- _Aim of the task_
The answer must consist of every line from the entries that holds the word "below".
Start of Data for this exercise
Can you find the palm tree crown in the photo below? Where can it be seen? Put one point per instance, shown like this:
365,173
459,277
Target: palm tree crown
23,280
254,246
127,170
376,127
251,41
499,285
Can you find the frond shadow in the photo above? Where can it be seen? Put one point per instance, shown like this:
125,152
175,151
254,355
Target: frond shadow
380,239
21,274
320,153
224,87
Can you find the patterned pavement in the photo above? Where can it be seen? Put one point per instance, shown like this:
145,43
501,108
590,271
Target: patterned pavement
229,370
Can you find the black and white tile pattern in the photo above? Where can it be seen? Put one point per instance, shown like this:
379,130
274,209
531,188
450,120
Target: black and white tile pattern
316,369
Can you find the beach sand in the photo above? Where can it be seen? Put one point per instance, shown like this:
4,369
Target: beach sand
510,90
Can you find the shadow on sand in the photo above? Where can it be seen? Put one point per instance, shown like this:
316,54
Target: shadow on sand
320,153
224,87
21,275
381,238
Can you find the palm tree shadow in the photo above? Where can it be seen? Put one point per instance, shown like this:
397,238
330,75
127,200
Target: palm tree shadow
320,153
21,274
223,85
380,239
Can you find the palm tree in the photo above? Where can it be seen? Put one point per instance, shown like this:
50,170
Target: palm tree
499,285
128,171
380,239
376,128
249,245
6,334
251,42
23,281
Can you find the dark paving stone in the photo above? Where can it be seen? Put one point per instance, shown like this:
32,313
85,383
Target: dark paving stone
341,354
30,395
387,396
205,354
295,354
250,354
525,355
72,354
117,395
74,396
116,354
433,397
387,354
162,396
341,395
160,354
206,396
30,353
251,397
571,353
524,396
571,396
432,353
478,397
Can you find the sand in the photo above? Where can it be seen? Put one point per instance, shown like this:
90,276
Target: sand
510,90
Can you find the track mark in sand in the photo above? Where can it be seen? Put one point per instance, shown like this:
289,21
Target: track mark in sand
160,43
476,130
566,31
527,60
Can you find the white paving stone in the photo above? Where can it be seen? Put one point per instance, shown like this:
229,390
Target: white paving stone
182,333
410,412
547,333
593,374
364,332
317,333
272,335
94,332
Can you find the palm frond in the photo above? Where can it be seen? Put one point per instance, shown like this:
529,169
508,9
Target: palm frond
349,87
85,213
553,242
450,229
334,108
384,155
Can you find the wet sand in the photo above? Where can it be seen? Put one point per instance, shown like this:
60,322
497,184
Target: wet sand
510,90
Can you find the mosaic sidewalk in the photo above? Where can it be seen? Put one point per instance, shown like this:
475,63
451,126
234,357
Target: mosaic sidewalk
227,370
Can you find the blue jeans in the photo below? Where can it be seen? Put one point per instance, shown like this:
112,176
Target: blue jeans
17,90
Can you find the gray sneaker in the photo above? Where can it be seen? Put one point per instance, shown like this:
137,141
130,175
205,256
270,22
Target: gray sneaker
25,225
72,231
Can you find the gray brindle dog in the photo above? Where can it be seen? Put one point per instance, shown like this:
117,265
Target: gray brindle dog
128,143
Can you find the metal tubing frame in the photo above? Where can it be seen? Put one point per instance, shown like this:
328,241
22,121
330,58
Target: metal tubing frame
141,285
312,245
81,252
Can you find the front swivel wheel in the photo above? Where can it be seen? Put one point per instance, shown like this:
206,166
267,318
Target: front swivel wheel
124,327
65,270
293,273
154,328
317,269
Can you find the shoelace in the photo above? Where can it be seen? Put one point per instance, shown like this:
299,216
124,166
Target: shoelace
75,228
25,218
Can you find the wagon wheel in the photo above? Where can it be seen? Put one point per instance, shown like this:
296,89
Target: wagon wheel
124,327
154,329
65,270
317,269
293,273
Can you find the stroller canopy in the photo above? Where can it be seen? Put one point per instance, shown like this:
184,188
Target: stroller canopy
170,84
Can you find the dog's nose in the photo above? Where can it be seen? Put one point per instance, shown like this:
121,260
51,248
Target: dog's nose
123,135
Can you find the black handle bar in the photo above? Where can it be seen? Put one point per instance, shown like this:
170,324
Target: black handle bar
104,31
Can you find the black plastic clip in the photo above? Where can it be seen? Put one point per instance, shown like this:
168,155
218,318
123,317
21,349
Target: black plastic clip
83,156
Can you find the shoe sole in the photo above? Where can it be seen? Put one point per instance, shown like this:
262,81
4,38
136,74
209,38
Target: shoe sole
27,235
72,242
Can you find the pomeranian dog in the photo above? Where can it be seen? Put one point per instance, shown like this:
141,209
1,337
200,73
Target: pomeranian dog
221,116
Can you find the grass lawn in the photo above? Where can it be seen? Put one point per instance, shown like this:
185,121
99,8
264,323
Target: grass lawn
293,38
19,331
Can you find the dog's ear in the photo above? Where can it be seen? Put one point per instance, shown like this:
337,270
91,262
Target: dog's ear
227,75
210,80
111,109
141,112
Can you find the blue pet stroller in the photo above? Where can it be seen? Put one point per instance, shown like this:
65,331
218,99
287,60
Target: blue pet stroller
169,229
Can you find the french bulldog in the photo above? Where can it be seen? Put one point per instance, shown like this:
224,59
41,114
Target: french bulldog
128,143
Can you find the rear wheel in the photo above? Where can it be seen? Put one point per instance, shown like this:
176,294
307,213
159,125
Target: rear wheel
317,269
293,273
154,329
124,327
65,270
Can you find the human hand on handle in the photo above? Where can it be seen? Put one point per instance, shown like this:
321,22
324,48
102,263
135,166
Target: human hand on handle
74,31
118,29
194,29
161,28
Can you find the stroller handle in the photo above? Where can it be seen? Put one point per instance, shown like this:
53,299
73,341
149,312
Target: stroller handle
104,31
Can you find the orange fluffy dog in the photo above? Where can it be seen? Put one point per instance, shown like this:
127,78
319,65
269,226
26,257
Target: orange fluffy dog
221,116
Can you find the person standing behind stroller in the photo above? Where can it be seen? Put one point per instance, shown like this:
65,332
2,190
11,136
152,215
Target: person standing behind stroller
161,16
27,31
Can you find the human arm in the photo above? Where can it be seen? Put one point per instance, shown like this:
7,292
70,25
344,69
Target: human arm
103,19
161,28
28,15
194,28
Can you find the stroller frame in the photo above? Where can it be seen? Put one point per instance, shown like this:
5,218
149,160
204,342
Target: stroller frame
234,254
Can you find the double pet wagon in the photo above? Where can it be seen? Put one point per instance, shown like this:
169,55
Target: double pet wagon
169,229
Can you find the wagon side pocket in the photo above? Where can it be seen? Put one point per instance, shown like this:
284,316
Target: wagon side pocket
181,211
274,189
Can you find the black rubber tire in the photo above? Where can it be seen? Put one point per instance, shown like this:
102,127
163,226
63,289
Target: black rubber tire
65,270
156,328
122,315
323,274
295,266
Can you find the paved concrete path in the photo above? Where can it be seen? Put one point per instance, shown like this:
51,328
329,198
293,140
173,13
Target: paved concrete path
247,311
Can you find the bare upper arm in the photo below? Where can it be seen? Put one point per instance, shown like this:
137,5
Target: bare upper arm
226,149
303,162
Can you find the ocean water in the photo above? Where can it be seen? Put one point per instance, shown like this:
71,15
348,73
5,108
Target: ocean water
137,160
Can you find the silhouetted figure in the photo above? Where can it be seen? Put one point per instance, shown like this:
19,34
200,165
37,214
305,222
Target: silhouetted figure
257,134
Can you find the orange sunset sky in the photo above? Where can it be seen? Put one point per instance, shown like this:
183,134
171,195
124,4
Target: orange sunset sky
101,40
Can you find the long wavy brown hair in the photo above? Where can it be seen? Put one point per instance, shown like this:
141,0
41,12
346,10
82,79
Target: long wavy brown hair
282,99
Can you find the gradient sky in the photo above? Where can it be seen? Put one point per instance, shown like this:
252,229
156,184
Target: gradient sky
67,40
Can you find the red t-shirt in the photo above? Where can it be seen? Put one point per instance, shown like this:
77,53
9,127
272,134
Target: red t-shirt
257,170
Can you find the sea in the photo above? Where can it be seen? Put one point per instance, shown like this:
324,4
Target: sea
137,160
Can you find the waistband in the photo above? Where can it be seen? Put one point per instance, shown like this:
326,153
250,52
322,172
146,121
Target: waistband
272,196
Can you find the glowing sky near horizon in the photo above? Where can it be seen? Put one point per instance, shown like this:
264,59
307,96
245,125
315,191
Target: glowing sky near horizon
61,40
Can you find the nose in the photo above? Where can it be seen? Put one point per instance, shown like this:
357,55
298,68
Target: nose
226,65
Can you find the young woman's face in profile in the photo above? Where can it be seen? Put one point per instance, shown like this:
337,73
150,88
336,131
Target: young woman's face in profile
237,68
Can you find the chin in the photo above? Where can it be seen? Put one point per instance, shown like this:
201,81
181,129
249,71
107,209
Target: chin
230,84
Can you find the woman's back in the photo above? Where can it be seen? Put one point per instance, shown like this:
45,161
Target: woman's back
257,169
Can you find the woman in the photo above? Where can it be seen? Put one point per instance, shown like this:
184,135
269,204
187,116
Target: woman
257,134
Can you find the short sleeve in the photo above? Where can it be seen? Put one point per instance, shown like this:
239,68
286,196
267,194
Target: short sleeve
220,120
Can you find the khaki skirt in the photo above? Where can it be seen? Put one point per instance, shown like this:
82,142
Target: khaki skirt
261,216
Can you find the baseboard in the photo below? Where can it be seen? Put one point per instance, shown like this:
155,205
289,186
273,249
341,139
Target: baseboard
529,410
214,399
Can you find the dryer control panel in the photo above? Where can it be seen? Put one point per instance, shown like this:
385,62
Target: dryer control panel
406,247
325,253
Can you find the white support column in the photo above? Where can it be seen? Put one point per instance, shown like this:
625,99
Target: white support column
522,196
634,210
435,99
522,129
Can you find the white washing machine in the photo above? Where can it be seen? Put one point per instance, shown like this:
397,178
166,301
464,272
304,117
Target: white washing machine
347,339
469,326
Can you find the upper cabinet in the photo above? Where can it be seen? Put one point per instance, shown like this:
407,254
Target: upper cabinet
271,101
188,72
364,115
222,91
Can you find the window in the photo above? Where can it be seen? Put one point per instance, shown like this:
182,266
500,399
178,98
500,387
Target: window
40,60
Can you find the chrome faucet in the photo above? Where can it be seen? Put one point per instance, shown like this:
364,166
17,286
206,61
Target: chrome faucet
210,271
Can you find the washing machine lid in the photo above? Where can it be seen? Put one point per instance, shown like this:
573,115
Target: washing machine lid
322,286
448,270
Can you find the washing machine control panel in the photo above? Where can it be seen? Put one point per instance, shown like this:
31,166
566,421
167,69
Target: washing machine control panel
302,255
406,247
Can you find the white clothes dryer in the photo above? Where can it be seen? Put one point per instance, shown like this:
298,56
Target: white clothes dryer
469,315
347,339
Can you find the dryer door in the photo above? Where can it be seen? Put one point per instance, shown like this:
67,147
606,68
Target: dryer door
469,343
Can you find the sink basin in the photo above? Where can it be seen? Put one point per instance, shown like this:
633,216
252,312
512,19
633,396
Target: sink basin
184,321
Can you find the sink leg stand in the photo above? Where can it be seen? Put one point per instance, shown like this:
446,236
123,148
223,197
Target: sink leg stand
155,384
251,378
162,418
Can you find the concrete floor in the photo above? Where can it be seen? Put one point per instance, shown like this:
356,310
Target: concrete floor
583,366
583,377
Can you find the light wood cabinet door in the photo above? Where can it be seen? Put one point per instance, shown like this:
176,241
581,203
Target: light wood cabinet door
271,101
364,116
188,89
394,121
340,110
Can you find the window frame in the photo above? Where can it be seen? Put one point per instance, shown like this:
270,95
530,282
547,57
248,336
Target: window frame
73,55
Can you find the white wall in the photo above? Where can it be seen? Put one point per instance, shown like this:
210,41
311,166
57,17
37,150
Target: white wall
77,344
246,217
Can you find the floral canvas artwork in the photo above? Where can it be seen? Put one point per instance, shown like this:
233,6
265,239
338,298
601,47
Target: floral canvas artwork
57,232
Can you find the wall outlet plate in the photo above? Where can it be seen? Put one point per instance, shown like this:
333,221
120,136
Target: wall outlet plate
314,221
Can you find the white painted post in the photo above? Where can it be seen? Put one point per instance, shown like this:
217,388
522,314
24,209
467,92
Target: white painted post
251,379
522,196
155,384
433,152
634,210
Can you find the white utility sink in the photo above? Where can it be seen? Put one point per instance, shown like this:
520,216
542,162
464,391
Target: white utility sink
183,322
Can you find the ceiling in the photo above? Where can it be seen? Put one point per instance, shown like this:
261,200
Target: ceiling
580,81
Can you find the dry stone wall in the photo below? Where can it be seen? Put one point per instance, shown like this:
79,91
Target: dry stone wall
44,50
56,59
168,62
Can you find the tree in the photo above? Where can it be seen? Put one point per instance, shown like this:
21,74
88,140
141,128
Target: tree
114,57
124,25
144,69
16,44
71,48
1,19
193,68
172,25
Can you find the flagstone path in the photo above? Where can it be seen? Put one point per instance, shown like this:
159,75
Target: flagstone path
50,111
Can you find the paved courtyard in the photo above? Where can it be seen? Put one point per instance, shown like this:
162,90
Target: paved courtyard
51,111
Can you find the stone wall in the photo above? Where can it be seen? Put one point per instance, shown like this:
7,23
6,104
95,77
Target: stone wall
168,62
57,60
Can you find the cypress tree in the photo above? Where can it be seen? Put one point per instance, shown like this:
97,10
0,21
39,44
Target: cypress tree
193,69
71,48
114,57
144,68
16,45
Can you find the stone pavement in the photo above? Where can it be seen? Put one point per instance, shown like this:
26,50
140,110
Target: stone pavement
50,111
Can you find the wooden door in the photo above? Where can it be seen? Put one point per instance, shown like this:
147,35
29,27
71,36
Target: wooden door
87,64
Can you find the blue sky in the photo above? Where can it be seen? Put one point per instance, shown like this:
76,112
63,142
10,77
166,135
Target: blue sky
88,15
End of Data for this exercise
- _Written solution_
Can you find the palm tree crown in the photo below? Where can it be seen? Put one point per instance, shown like this:
Can you find the blue jeans in the photo below? Where can it be seen? Put one point per instance, shown like this:
Can you find the bare upper arm in the photo below? Where can it be seen? Put one point per instance, shown like this:
Can you find the baseboard in the photo below? Where can it be seen? Put one point per instance, shown like this:
Can you find the dry stone wall in the photo below? Where can it be seen? Put one point per instance, shown like this:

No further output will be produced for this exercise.